··· Document section
Configuration

Daedalus has two kinds of configuration:

Pipeline configuration — layered YAML files under config/ that define feature dimensions, the months to process, which views to load, the output schema, and the rolling-aggregation specs. These drive every training run.
Agent CLI configuration — a small TOML file (~/.daedalus/config.toml) that holds operator-facing defaults for the daeda CLI and platform surfaces.

All of it is loaded through Pydantic Settings with YAML sources (SettingsConfigDict(yaml_file=...)), so the YAML files are the source of truth.

The layered pipeline config

Pipeline configuration is split across three files, each with a clear job:

File	Owns
`config/base.yaml`	Feature dimensions, feature lists, the default feature S3 root
`config/training/runtime.yaml`	Date ranges, chunking, `feature_refs`, `output_columns`, the compute engine, day parallelism
`config/training/aggregations.yaml`	`aggregation_specs`, `enrichment_specs`, `embedding_stores`

`config/base.yaml` — project-level constants

Feature dimensions, the canonical feature lists, and a default feature S3 root:

yaml

max_like_artworks_len: 32       # max user like-interaction length
artwork_embed_dim: 1152         # artwork embedding dimension
max_followed_users_len: 32      # max followed-users length

# Default feature S3 root (a convenience prefix for parquet sources)
feature_s3_root_dir: "s3://pixai-rec-sys/infra"

It also defines the click_event_features, artwork_features, and user_features column lists used across the pipeline.

`config/training/runtime.yaml` — the run knobs

This is the file you tune per run. The key fields:

yaml

# Convenience root for repo-relative parquet source paths. Data is read in
# place from each feature view's configured source (Postgres / S3 parquet /
# DuckLake / Snowflake) — this is not a download/staging directory. A local
# parquet dir (e.g. feed/, user/, ...) is simply one direct source.
data_root: data/mewtant

# Inclusive YYYYMM month range to process (the pipeline iterates every
# month from start through end)
feed_start: "202602"
feed_end: "202605"

# Rows per output chunk (CLI-compat; the staged SQL skeleton does not
# chunk in Python)
entity_spine_chunk_rows: 500000

# Target days processed concurrently — keep at 1 unless the host has the
# CPU/memory/spill headroom for N independent daily pipelines
day_workers: 1

# Rolling-aggregation engine
compute:
    engine: duckdb                # `duckdb` (default) or `polars`
    duckdb_config:
        threads: "4"
        memory_limit: "32GiB"
        temp_directory: "/data/jiacheng/cache/duckdb"
        preserve_insertion_order: "false"
······
··· Entries supplied
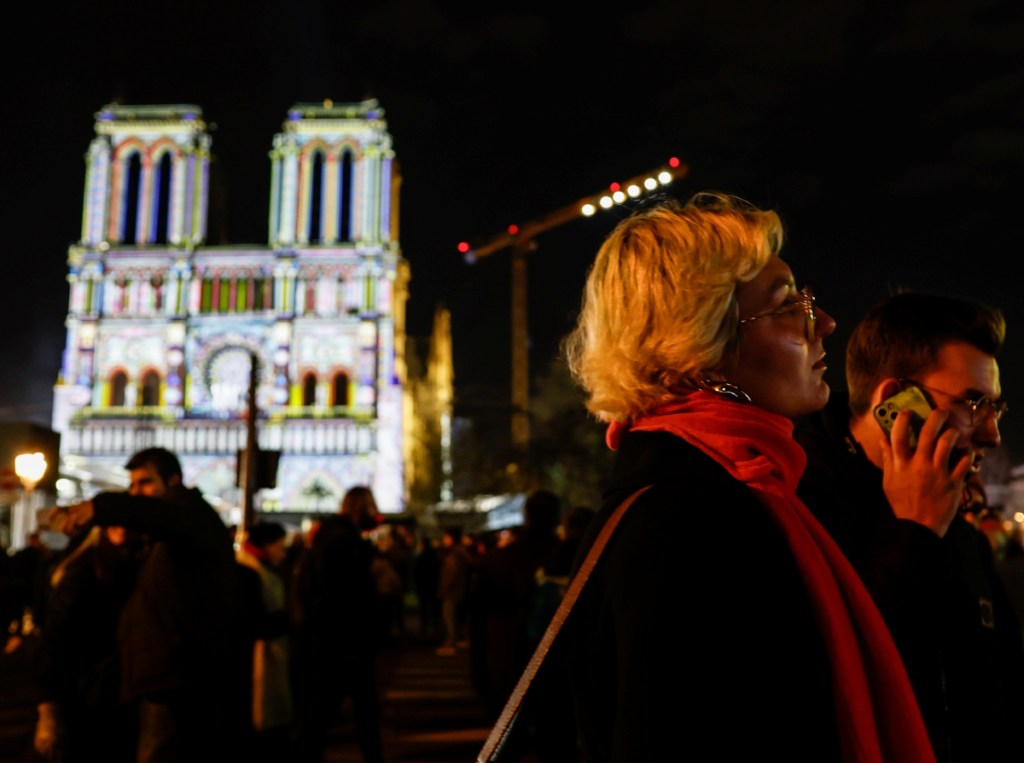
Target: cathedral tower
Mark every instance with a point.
(164, 331)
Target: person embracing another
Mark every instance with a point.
(721, 622)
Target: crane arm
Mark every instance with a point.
(641, 183)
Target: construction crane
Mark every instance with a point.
(520, 240)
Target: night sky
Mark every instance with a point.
(889, 136)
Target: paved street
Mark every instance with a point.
(430, 711)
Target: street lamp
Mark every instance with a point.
(30, 468)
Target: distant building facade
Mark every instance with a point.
(163, 329)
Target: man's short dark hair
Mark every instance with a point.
(165, 463)
(902, 335)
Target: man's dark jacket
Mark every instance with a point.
(943, 601)
(175, 629)
(694, 637)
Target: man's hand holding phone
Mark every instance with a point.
(922, 479)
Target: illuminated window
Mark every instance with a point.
(316, 197)
(206, 299)
(118, 383)
(162, 200)
(224, 295)
(309, 389)
(130, 200)
(345, 197)
(150, 388)
(339, 389)
(157, 283)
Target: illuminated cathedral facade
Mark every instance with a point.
(164, 331)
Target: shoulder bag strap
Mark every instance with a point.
(500, 733)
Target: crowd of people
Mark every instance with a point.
(162, 634)
(865, 605)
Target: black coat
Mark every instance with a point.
(175, 629)
(942, 599)
(694, 637)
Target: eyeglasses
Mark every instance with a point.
(805, 302)
(982, 409)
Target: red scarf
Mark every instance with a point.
(877, 713)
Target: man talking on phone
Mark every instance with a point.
(892, 499)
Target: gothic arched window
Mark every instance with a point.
(339, 389)
(162, 200)
(309, 389)
(345, 167)
(130, 200)
(117, 385)
(316, 197)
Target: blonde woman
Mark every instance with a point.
(721, 623)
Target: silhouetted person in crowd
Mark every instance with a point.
(174, 634)
(77, 669)
(263, 551)
(504, 595)
(426, 573)
(335, 616)
(453, 589)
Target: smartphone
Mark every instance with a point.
(912, 398)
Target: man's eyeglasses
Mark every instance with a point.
(982, 409)
(804, 302)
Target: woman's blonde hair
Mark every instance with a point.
(659, 307)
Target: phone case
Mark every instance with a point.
(912, 398)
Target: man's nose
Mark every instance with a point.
(986, 434)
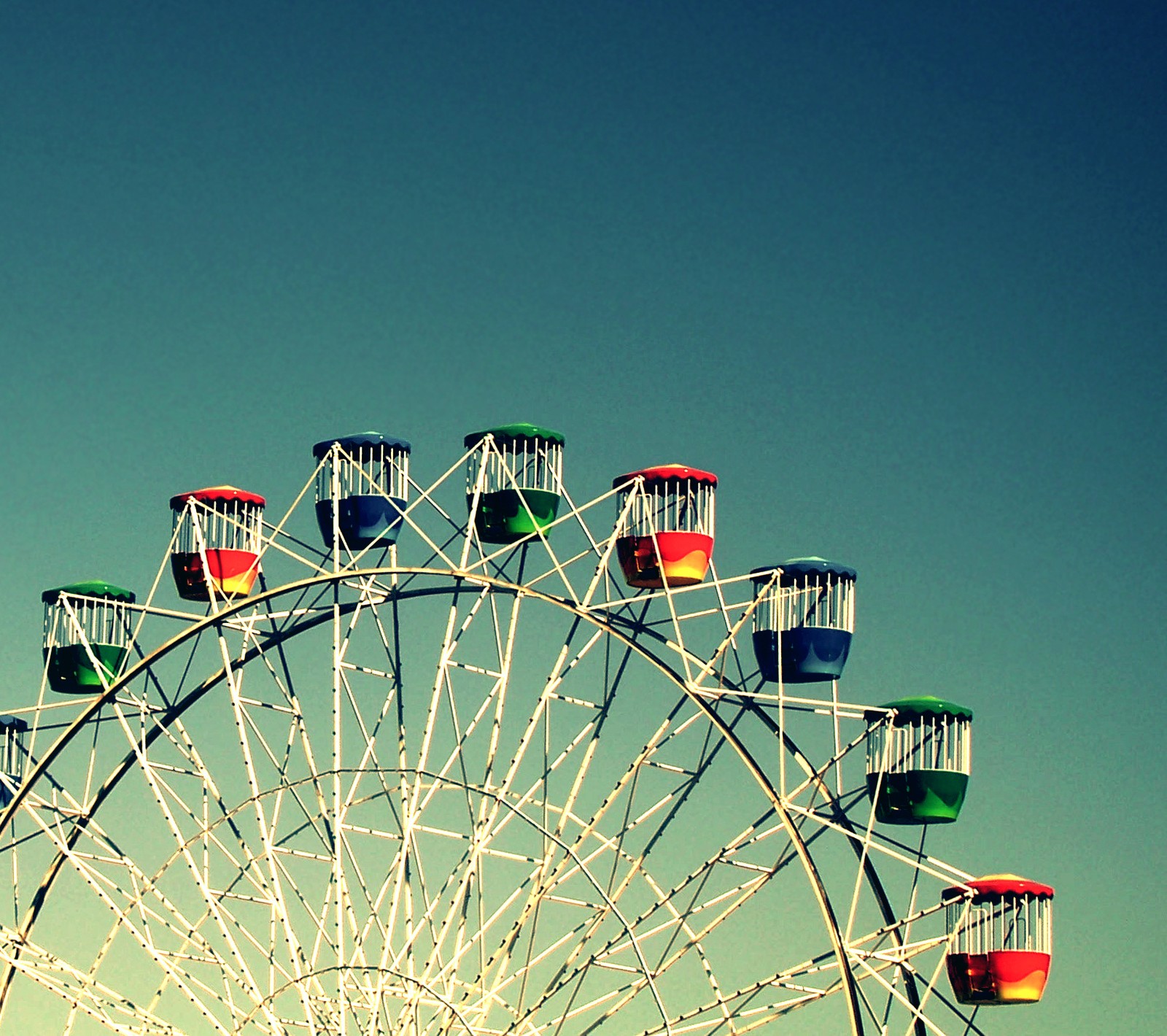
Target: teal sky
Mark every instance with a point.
(896, 272)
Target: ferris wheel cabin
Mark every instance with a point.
(1001, 940)
(665, 533)
(919, 759)
(513, 481)
(87, 635)
(369, 475)
(805, 619)
(221, 525)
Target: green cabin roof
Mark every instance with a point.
(509, 433)
(926, 705)
(90, 588)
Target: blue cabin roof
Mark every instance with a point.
(352, 442)
(799, 567)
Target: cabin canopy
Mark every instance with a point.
(85, 641)
(369, 474)
(919, 759)
(513, 487)
(805, 619)
(665, 530)
(1001, 940)
(225, 529)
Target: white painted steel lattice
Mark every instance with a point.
(455, 788)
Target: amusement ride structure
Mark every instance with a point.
(476, 759)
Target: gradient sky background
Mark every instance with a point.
(894, 271)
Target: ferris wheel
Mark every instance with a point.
(472, 757)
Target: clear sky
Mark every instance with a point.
(894, 271)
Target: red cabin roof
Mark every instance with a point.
(998, 886)
(667, 473)
(216, 492)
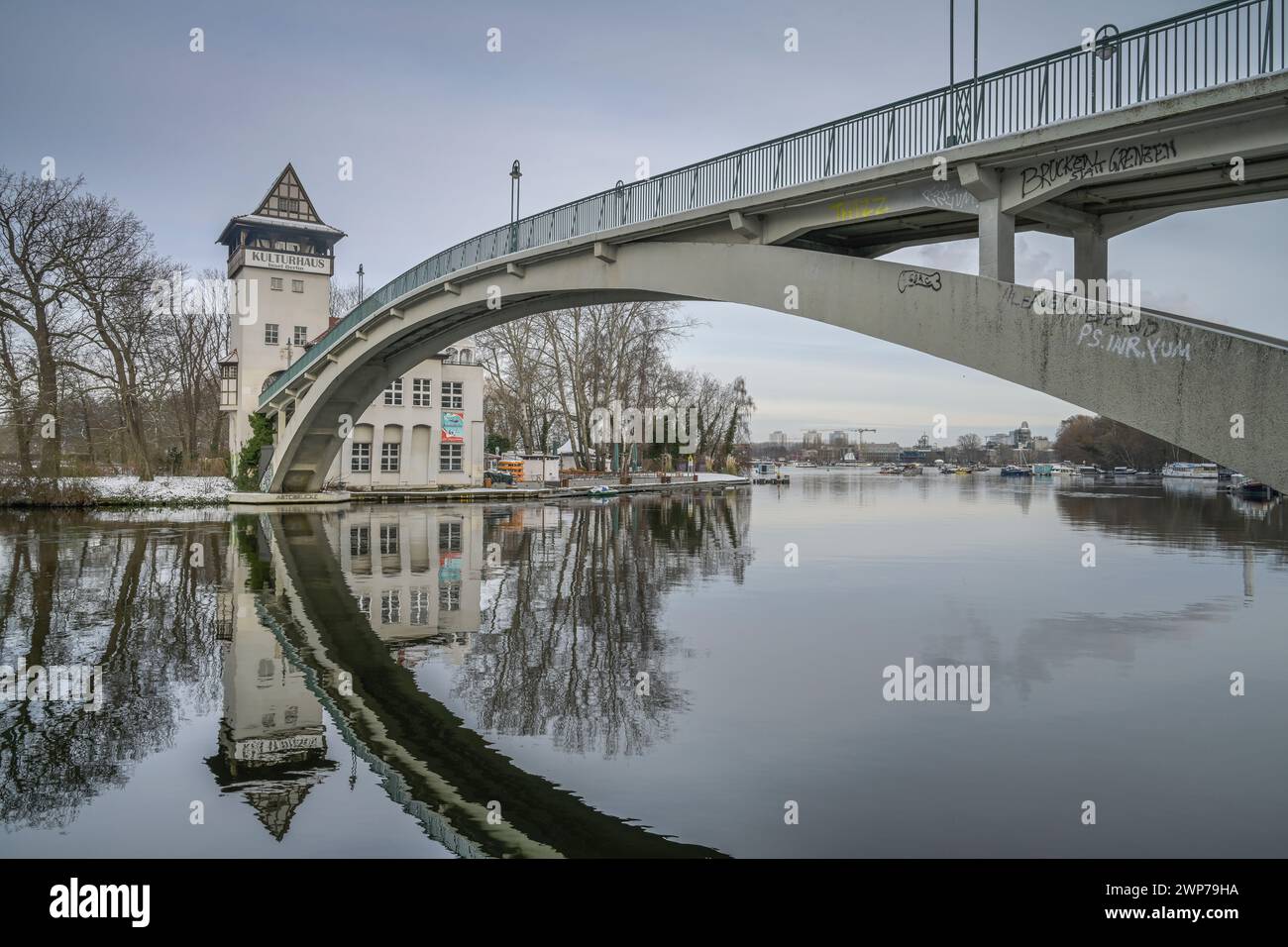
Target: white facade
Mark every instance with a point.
(425, 431)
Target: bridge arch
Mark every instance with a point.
(1179, 379)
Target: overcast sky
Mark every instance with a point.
(432, 123)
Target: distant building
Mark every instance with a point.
(881, 451)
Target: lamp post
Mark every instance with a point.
(514, 205)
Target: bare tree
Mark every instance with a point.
(110, 273)
(35, 241)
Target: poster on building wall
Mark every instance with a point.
(454, 428)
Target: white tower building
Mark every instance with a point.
(425, 431)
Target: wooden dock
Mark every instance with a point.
(531, 492)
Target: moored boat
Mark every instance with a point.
(1192, 472)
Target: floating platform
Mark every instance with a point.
(287, 499)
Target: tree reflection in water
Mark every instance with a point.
(120, 592)
(576, 616)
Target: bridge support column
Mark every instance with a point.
······
# Task to carry out:
State whether each statement agrees with the Daedalus configuration text, answering yes or no and quoting the words that decide it. 1. The agent CLI configuration is kept in a TOML file. 2. The data_root setting names a directory into which data is downloaded before processing. 3. The default rolling-aggregation engine is polars.

# Final result:
1. Yes: "a small TOML file (~/.daedalus/config.toml)"
2. No: "this is not a download/staging directory"
3. No: "`duckdb` (default) or `polars`"